## Task directions
What lines of the data hold the string "crown"? Pull each one out.

Extracted records:
☆ ☆ ☆ ☆ ☆
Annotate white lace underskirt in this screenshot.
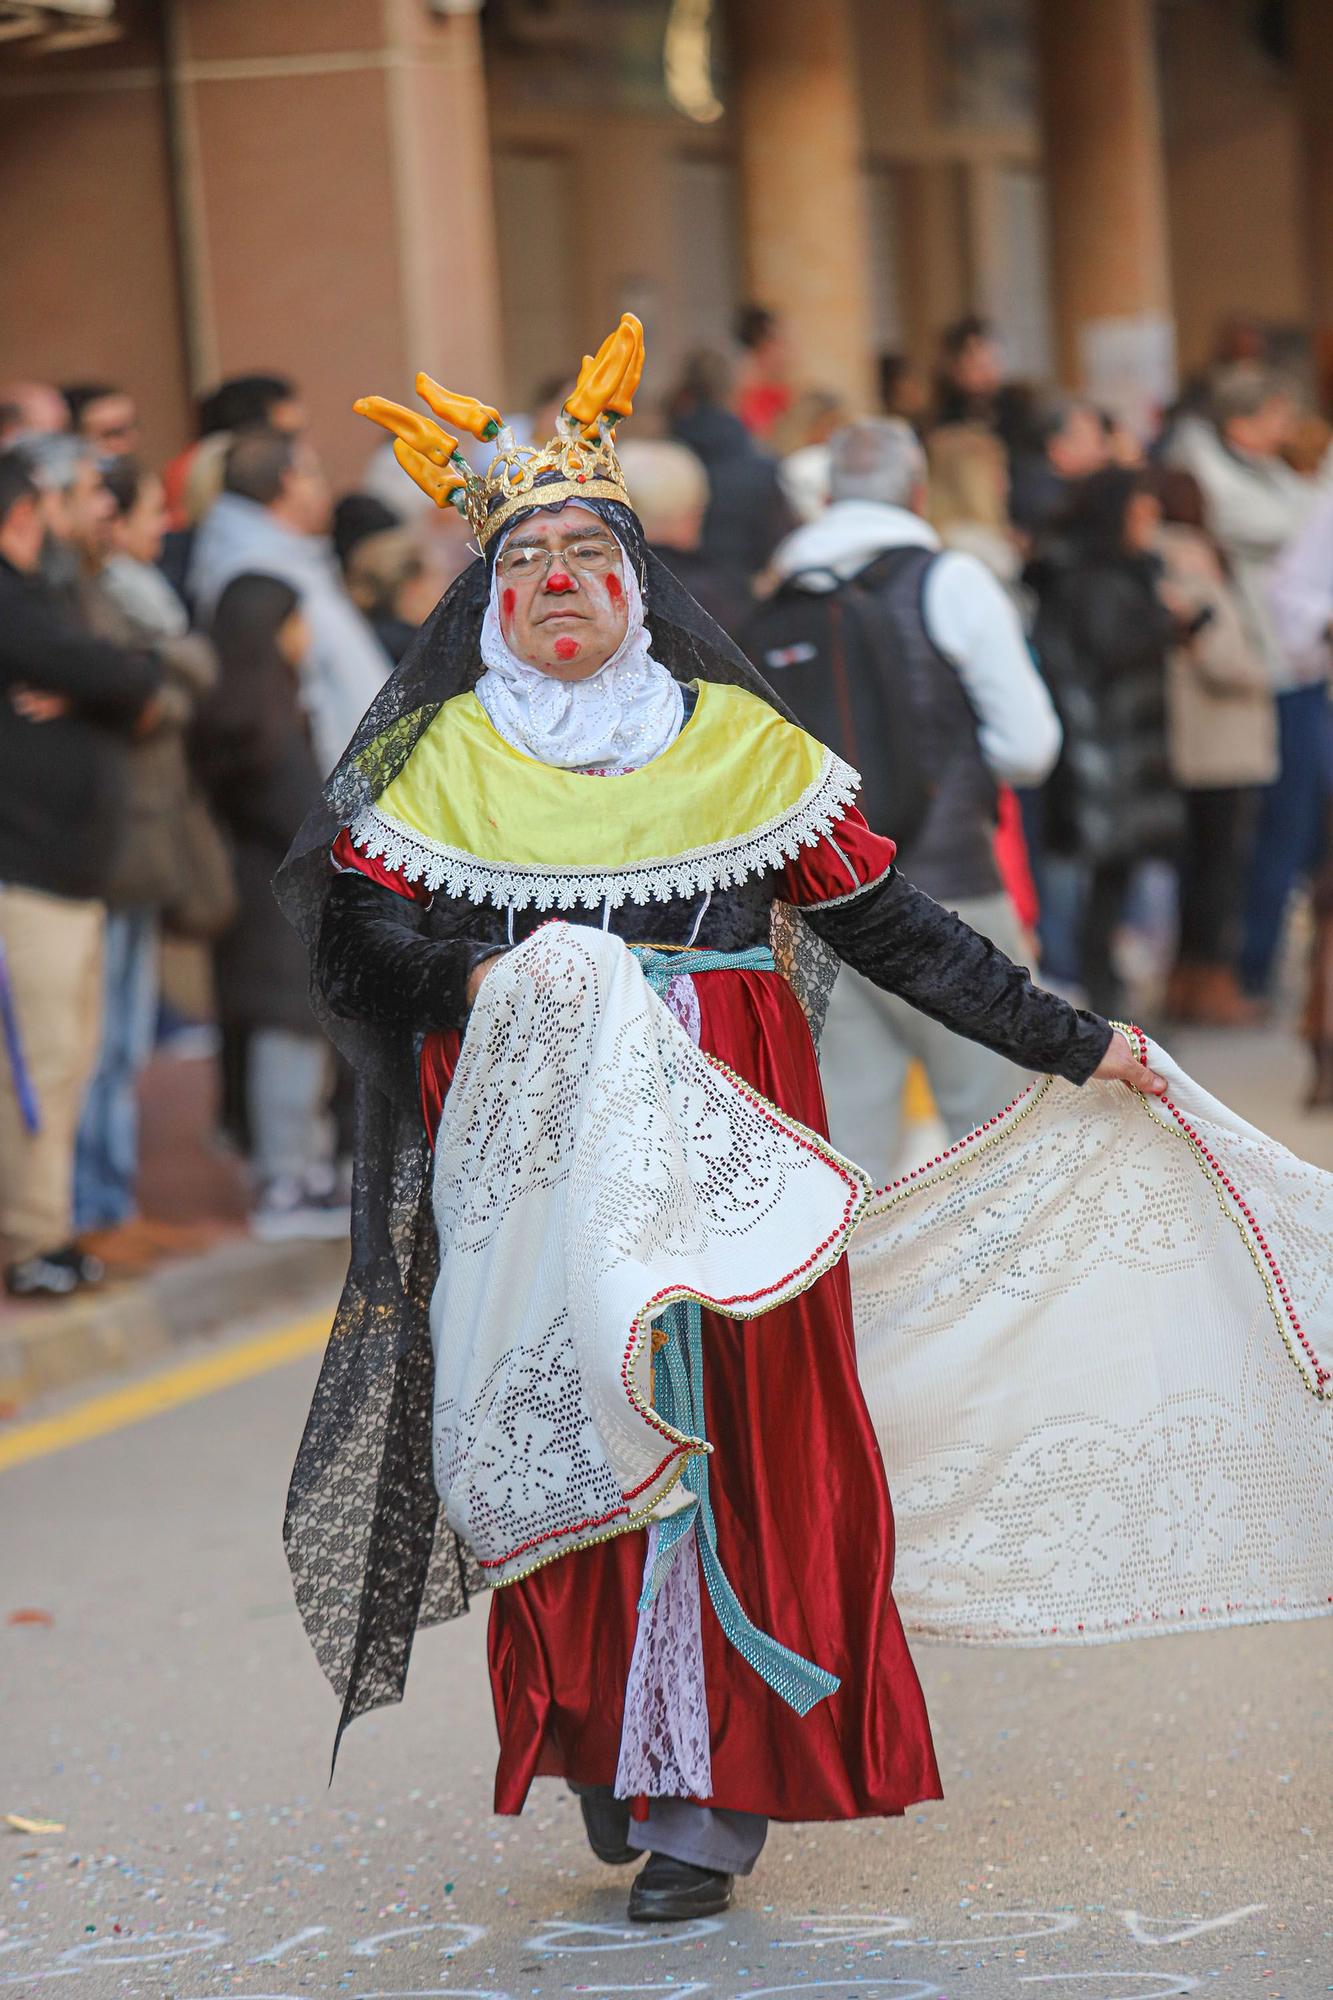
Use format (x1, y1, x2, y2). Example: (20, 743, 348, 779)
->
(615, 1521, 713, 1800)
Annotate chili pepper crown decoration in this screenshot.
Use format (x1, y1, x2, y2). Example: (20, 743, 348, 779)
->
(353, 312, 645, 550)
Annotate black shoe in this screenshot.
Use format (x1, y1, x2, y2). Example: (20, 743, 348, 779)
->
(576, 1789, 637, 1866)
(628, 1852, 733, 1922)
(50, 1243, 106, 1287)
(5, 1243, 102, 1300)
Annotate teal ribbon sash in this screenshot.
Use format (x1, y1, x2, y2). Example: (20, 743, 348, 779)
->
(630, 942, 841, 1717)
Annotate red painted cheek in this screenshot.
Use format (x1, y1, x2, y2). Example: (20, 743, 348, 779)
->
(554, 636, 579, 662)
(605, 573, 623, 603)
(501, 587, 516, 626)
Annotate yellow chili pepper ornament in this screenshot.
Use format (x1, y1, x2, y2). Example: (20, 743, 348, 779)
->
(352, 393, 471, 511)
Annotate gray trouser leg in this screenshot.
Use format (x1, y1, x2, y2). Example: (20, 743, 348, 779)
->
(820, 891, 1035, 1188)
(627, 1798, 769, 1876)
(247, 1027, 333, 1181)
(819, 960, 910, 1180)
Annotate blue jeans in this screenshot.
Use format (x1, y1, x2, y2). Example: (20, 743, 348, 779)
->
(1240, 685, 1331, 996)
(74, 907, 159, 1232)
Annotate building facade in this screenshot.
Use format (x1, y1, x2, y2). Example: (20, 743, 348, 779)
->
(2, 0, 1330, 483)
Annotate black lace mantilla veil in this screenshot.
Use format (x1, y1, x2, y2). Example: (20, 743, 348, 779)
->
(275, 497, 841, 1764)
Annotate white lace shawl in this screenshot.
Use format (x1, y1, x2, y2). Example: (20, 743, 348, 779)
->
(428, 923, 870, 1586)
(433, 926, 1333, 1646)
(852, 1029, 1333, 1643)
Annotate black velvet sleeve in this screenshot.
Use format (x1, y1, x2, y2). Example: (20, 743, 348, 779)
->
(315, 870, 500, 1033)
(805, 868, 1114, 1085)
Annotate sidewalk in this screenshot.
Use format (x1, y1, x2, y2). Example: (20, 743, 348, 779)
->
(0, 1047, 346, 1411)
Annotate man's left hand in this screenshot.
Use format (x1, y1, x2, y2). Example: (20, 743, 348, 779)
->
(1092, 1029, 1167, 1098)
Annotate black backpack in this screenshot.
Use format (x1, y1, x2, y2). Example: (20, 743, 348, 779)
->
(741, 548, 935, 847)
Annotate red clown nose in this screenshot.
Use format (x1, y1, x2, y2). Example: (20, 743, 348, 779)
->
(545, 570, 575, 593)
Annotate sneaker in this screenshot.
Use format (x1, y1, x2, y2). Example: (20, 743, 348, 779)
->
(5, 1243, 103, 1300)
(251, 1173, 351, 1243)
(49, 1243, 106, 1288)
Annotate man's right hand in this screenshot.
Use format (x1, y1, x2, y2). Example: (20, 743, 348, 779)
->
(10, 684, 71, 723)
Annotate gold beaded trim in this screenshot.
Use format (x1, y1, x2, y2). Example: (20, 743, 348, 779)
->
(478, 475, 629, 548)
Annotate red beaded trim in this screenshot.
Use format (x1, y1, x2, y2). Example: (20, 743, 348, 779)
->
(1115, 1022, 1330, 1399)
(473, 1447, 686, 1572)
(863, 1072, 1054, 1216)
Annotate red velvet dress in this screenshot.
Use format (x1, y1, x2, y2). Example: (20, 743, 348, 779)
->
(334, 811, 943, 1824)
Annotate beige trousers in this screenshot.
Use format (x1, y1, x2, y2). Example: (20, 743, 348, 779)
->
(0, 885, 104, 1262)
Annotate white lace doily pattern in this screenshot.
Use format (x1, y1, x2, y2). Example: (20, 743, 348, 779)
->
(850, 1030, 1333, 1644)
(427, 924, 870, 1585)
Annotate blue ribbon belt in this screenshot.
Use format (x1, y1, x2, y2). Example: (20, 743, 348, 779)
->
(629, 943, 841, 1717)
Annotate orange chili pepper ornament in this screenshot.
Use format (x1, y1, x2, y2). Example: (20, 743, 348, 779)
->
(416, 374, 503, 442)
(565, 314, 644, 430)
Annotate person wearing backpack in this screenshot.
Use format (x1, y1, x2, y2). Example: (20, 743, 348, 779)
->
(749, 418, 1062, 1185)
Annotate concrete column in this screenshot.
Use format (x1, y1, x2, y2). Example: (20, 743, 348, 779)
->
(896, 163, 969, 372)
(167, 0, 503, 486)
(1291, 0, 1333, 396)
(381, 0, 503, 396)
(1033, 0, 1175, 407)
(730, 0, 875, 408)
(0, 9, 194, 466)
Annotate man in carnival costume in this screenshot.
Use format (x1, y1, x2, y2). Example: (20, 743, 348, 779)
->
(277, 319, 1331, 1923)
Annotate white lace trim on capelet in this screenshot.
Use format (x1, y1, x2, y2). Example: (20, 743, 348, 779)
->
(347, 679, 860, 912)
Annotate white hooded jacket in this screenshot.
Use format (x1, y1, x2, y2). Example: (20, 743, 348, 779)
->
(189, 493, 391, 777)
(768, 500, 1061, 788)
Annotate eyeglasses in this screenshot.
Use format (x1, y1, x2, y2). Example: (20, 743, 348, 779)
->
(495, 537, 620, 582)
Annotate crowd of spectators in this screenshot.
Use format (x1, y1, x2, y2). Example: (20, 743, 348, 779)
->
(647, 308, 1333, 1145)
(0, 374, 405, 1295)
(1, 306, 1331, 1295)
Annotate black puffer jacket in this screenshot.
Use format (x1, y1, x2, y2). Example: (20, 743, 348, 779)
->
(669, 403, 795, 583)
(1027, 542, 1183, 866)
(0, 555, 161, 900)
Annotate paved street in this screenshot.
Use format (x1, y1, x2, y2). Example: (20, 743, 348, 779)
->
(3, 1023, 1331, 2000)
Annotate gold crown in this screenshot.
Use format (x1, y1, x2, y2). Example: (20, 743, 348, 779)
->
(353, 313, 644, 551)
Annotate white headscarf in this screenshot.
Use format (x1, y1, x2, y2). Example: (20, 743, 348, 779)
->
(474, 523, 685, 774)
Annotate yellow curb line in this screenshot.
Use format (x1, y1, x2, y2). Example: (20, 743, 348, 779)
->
☆ ☆ ☆ ☆ ☆
## Final answer
Annotate chili pepper crown decoration in this screenshot.
Annotate gold crown in this screenshot.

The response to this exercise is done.